* [Recorded information]

§

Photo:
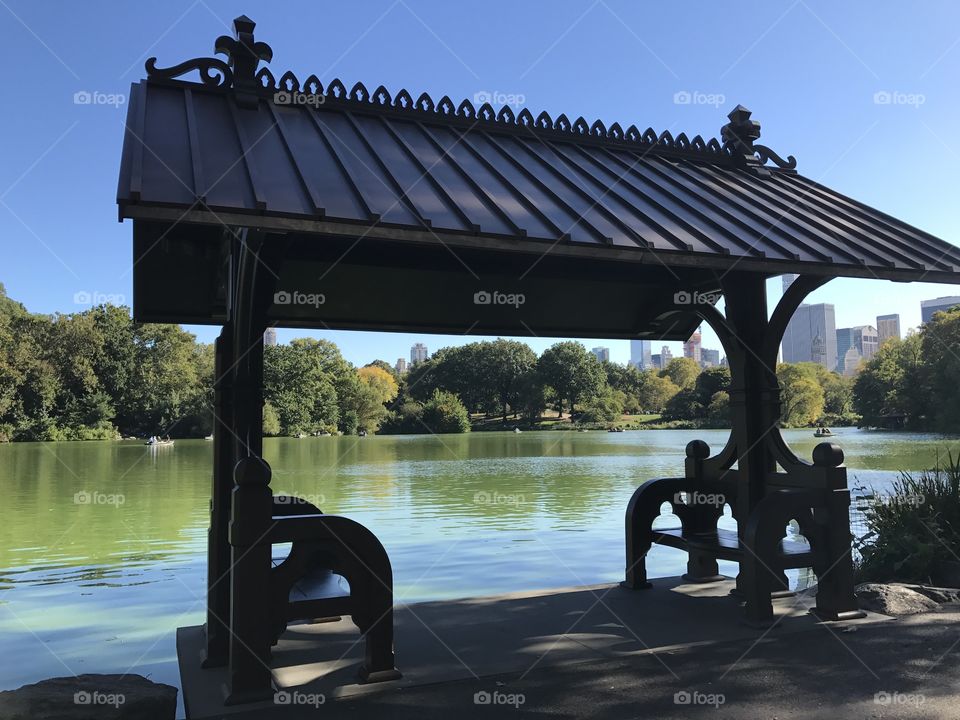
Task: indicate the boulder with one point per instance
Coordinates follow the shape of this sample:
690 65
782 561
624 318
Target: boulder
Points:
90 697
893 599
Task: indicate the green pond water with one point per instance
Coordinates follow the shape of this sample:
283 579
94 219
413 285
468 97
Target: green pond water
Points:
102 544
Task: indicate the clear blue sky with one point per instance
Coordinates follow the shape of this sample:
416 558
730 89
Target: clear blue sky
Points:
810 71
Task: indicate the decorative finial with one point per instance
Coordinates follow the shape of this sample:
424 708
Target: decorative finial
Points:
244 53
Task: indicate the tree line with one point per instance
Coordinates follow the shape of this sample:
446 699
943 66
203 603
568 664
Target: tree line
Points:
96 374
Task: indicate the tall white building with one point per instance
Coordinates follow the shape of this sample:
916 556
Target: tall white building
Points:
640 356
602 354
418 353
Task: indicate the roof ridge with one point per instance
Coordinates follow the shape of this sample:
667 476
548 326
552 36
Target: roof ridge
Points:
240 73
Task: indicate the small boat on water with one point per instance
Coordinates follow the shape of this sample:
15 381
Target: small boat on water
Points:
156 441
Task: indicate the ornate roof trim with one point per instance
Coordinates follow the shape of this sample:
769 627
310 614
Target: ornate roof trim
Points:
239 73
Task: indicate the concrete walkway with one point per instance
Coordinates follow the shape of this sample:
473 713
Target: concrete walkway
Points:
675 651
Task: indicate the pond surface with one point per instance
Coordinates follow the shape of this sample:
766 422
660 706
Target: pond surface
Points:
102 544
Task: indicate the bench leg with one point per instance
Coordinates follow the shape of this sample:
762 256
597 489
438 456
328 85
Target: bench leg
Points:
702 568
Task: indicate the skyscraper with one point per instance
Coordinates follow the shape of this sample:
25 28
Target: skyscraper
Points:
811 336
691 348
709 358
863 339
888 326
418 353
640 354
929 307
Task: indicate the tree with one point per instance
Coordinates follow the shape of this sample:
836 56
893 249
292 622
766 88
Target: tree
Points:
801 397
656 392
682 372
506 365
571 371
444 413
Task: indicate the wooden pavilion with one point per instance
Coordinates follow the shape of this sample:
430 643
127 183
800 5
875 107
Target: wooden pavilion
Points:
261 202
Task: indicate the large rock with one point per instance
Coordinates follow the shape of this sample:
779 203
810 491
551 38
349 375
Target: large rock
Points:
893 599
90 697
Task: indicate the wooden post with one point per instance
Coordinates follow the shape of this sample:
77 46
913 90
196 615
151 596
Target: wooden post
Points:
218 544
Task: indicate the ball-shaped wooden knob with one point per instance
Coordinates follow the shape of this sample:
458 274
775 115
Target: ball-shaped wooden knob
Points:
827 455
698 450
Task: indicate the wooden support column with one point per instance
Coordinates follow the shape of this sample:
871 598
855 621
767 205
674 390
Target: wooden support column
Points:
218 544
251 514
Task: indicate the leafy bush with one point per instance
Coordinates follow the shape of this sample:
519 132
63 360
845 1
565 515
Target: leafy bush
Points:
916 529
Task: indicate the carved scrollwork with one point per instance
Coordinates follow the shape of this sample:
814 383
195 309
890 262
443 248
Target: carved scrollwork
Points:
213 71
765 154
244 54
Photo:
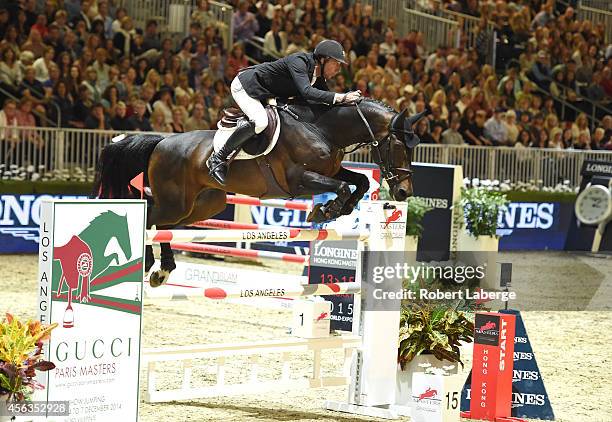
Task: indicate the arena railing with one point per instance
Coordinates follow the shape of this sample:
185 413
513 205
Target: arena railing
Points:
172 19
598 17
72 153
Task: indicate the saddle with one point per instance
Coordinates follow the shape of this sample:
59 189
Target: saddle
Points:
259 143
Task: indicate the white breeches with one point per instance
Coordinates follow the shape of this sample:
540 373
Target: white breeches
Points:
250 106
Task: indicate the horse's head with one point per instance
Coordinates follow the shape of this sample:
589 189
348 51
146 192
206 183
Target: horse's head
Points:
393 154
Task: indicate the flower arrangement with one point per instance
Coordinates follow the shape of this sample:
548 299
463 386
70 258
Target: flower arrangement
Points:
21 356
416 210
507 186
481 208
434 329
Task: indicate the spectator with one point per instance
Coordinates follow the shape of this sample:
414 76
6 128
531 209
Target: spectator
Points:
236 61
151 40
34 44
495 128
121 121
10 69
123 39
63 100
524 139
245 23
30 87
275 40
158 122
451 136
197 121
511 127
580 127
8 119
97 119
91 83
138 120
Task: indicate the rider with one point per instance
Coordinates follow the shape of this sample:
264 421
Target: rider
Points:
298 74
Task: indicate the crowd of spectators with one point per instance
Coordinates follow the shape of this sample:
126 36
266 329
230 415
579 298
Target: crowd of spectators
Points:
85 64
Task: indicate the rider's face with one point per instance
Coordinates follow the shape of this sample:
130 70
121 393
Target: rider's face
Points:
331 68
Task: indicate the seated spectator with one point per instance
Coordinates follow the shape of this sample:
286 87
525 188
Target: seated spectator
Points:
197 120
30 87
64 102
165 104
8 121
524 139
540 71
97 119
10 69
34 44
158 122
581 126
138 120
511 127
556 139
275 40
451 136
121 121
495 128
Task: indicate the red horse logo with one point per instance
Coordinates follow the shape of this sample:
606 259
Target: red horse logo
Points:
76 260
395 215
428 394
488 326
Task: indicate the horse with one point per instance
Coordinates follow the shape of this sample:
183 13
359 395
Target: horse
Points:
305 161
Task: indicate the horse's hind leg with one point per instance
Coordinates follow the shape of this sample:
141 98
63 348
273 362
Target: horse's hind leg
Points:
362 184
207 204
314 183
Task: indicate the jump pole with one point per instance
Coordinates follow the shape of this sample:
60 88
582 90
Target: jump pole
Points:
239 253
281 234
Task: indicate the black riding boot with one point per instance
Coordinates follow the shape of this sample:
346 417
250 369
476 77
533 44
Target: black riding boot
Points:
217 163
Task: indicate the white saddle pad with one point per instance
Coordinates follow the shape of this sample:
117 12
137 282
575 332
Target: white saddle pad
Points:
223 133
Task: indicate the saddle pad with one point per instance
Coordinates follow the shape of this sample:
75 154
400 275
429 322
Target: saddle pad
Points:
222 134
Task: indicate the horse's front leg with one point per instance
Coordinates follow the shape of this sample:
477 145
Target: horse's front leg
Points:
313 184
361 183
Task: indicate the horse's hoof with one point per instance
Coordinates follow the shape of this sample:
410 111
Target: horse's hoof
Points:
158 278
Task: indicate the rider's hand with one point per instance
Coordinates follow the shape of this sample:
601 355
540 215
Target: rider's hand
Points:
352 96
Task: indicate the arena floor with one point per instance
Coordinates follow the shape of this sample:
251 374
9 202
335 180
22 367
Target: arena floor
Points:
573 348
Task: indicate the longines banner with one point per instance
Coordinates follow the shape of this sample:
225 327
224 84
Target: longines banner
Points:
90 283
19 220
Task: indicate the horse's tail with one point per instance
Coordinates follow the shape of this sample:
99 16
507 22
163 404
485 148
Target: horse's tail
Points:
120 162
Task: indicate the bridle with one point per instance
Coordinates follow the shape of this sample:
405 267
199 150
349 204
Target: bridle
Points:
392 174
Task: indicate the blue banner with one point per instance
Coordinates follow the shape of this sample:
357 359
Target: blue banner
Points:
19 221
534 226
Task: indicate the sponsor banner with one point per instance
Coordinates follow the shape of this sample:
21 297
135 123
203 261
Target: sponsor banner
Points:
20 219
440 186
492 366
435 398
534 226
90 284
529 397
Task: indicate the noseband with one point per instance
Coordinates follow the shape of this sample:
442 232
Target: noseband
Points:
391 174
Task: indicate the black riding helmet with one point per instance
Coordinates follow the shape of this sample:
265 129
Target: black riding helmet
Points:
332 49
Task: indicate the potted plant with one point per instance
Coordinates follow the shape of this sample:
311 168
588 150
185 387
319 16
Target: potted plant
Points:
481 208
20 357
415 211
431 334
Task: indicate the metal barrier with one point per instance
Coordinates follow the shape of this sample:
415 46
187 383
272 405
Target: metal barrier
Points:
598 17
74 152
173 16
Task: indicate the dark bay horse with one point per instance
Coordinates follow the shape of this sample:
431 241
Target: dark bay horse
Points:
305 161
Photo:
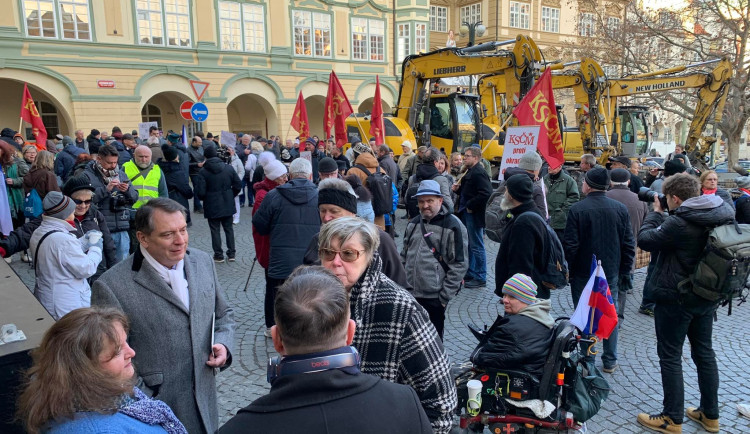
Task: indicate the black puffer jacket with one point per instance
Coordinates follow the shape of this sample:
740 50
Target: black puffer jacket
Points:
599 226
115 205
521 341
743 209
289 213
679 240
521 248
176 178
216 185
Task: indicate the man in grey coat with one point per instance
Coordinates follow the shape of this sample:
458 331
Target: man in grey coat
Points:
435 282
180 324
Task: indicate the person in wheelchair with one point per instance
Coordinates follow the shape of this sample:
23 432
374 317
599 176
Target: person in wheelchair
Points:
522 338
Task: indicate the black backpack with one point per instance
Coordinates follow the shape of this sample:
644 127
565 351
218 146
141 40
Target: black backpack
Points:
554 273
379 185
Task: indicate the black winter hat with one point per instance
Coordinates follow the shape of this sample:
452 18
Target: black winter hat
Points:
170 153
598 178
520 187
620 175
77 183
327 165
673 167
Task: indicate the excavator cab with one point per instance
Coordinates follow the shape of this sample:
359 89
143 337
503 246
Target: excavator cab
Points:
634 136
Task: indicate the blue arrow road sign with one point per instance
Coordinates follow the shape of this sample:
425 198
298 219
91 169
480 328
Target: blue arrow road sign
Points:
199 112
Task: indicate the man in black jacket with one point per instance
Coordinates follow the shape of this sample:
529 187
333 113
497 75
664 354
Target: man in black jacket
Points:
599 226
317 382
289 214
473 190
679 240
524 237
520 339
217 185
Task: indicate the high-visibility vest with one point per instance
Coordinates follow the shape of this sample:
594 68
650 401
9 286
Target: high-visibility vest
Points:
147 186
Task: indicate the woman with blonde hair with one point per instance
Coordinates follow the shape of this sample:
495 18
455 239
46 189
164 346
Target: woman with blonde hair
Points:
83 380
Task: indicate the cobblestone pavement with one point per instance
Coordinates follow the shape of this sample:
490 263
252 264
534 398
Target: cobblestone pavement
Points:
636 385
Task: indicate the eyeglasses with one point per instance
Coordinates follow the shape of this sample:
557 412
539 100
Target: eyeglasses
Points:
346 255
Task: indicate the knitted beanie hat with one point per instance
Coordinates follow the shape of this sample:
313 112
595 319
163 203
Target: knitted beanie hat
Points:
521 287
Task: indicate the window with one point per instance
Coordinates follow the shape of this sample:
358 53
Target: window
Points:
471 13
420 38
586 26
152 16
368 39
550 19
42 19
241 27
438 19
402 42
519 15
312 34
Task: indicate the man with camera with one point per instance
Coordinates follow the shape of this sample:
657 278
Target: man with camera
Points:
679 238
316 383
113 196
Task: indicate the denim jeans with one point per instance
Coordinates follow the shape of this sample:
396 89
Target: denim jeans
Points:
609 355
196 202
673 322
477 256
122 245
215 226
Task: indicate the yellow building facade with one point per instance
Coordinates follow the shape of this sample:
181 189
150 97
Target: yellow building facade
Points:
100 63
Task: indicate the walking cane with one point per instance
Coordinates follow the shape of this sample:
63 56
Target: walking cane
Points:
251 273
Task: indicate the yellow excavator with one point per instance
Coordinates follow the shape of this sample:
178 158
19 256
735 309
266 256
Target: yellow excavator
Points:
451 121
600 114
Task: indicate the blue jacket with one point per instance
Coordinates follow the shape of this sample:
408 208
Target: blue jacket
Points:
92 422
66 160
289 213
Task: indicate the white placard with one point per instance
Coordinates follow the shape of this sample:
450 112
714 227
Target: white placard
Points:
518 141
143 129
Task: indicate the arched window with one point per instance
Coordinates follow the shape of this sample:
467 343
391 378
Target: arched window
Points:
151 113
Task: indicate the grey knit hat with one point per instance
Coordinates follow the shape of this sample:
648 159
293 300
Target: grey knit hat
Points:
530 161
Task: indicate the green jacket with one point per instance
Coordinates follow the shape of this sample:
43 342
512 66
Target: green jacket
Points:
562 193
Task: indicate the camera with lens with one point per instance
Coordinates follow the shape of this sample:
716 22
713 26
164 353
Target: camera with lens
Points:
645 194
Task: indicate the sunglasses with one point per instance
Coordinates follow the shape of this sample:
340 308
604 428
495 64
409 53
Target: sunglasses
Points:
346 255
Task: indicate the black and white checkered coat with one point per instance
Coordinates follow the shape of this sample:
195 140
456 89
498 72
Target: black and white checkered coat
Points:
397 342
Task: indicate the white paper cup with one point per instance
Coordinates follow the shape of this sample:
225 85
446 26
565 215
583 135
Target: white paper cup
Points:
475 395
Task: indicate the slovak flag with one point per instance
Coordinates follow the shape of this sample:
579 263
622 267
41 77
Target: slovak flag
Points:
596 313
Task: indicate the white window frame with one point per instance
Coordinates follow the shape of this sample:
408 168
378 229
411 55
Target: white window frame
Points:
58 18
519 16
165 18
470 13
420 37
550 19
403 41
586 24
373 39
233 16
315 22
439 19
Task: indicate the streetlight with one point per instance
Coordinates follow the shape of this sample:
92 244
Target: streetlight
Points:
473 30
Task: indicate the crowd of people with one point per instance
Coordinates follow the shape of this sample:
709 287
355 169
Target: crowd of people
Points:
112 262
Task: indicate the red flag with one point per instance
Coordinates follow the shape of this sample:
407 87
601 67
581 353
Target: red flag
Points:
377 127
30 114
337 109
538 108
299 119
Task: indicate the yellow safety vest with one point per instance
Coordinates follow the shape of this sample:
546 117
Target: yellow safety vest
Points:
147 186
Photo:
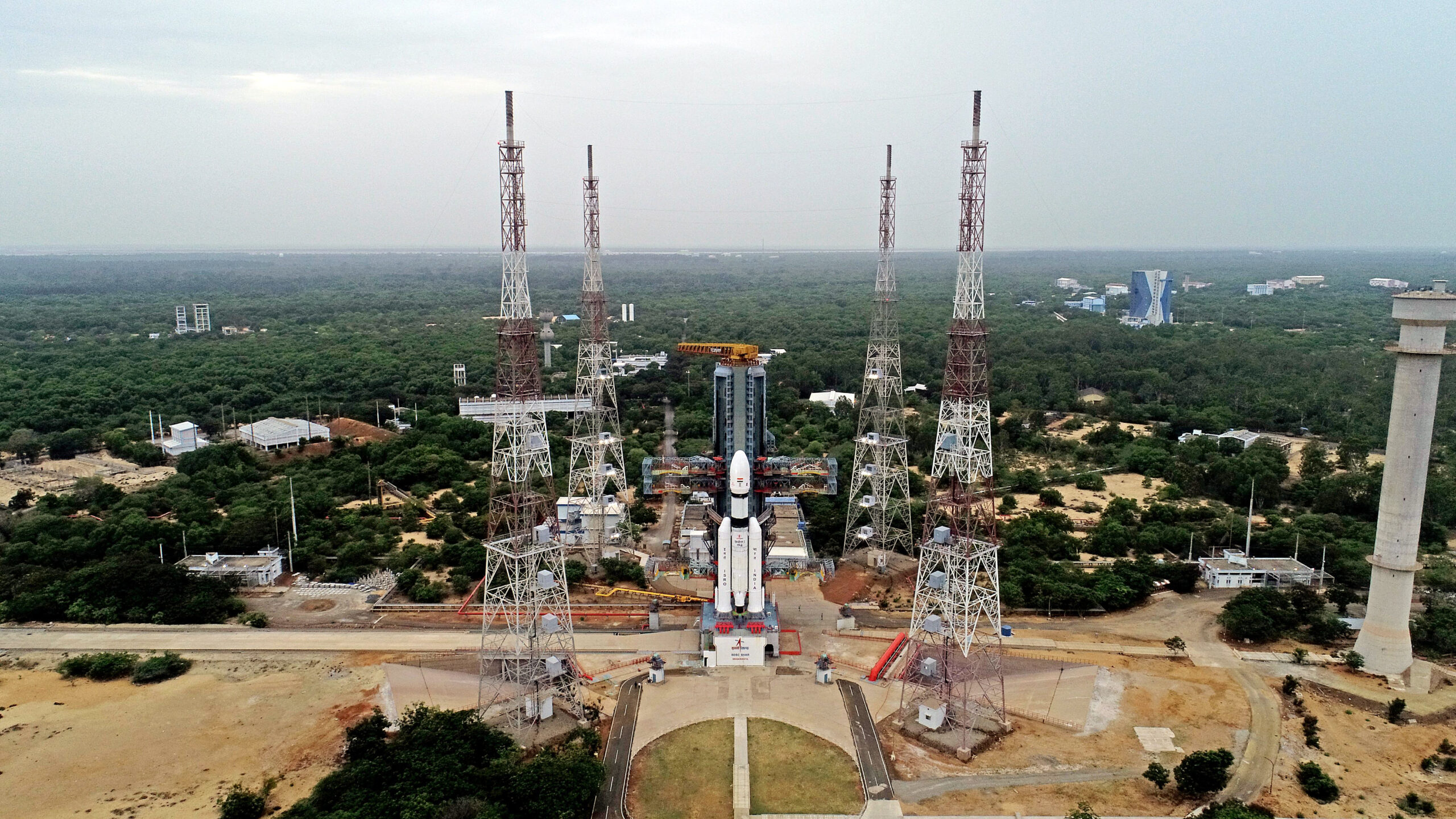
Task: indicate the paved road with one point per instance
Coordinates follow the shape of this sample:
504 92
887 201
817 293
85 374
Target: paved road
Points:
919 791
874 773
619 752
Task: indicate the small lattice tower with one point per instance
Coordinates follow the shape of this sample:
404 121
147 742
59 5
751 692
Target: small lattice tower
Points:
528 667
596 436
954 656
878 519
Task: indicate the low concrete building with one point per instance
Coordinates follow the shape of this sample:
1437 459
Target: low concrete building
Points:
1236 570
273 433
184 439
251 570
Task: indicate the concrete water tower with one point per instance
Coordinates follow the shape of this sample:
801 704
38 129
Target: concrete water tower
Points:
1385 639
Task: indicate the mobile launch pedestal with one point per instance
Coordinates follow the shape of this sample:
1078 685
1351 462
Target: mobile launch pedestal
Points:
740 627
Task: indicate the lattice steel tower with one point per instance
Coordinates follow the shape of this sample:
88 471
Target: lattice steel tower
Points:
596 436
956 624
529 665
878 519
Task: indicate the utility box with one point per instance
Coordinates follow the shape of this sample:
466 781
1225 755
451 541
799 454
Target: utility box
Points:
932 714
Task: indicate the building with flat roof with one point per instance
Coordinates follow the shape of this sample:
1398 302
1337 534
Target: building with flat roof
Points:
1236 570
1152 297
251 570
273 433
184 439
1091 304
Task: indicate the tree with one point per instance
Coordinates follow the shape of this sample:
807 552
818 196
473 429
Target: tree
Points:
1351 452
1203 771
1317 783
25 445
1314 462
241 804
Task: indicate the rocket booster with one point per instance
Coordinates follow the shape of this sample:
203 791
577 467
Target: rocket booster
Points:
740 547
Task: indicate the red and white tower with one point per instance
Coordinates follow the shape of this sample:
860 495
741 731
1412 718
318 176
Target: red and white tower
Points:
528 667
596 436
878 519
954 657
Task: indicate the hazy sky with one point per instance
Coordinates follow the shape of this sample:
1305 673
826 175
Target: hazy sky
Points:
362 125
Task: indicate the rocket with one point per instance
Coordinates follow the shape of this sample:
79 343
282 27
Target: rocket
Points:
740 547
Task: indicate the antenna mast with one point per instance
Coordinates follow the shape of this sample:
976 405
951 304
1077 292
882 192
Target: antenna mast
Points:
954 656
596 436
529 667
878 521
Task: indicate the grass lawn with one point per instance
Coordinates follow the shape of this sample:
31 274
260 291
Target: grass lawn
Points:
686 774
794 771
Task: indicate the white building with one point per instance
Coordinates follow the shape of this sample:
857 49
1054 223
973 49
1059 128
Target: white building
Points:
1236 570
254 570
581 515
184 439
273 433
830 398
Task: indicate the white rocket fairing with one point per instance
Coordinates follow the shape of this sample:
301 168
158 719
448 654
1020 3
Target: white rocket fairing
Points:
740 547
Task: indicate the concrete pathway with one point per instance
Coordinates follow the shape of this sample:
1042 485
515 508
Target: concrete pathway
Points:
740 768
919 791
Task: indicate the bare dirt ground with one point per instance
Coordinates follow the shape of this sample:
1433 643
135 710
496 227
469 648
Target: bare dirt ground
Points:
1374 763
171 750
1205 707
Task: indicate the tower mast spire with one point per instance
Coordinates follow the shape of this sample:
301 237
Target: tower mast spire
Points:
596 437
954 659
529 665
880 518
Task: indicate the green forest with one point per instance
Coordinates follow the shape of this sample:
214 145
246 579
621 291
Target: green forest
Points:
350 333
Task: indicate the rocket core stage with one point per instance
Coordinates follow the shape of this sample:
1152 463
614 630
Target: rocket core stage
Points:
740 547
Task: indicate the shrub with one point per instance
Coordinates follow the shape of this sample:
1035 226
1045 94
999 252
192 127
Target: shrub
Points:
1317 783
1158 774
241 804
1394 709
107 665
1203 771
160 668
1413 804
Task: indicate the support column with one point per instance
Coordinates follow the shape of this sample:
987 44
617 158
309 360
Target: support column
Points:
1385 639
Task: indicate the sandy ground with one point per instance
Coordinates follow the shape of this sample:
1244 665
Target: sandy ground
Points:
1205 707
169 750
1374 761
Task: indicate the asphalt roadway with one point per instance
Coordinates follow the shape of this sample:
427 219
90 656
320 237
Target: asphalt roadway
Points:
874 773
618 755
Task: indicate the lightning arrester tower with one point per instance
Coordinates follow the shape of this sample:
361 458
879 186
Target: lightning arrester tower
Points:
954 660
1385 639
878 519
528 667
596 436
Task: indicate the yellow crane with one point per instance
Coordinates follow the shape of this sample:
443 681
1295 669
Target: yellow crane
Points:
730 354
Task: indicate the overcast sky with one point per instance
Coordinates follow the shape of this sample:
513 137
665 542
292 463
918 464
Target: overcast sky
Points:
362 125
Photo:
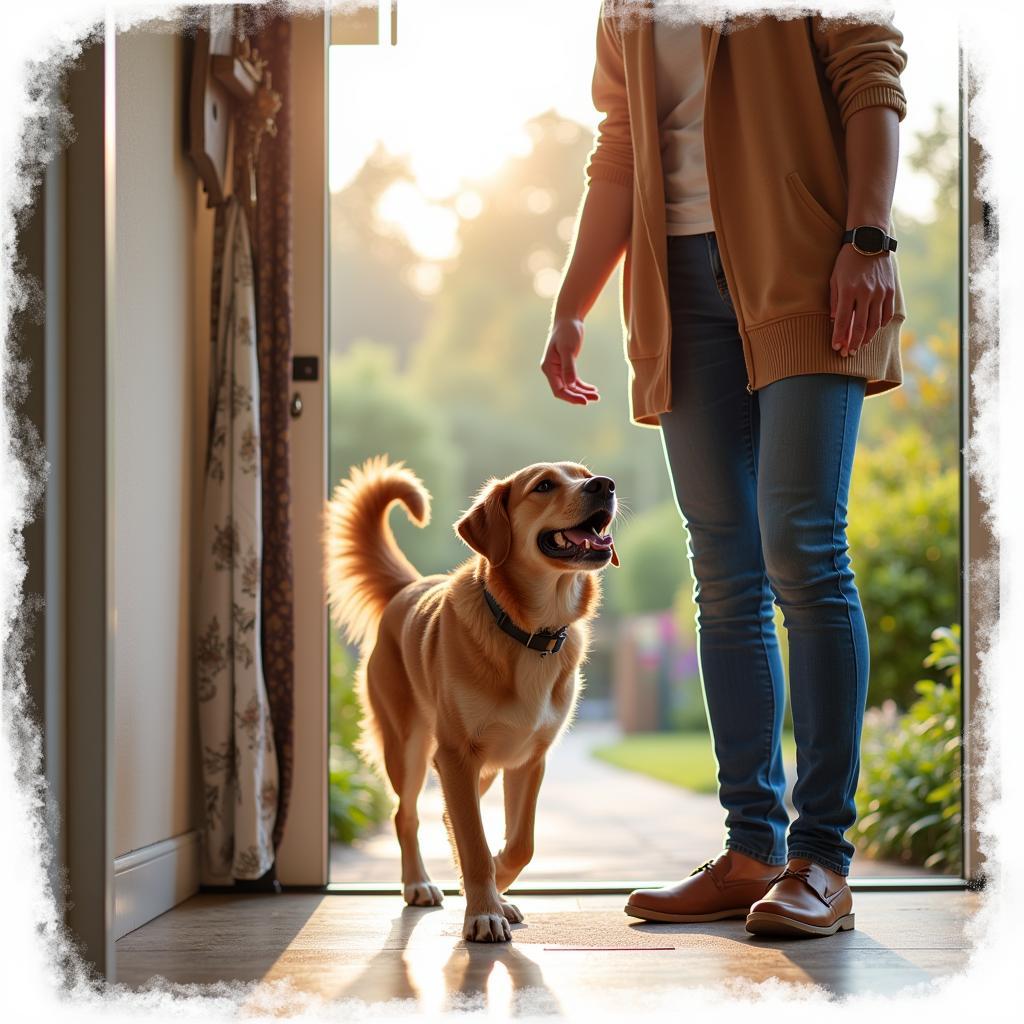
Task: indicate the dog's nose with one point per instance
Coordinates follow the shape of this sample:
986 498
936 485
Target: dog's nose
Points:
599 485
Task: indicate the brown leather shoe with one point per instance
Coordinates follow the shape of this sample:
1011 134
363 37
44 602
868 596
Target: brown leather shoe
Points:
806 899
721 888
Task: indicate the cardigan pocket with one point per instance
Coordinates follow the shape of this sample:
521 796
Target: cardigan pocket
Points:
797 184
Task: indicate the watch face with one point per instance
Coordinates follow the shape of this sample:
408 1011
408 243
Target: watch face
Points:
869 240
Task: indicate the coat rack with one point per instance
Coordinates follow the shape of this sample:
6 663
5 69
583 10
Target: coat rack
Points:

§

* [Exercise]
Copy, without the pictures, exactly the lines from the line with "Task: indicate the overcast" through the end of the material above, both ends included.

* [Solution to this exercise]
Task: indicate the overcast sky with one point per instance
Coordinates follow the shape of this sample:
513 137
665 542
292 463
918 464
Target: overcast sky
Points:
362 125
Photo:
Task: indicate the dog's nose with one point per instance
Coordinates follow the shape of this sample:
986 498
936 485
Target: dog's nose
Points:
599 485
Task: indicate the brown leather shoe with one point per instance
Coordinates follow the shape of this sample:
1011 134
363 37
44 602
868 596
Target: brown leather shoe
Points:
806 899
721 888
Task: indicate the cardigan pocket with one point per instance
Coordinates follow the shape of this sample:
521 796
Target: cardigan pocket
Points:
797 184
Task: indicate the watch face with one point per instance
Coordinates follow the shape of this sample:
408 1011
408 243
Target: watch face
Points:
869 240
Task: indicate the coat rack with one point per instance
Coordinates follow the shape of this sample:
6 663
5 69
583 10
Target: coat rack
Points:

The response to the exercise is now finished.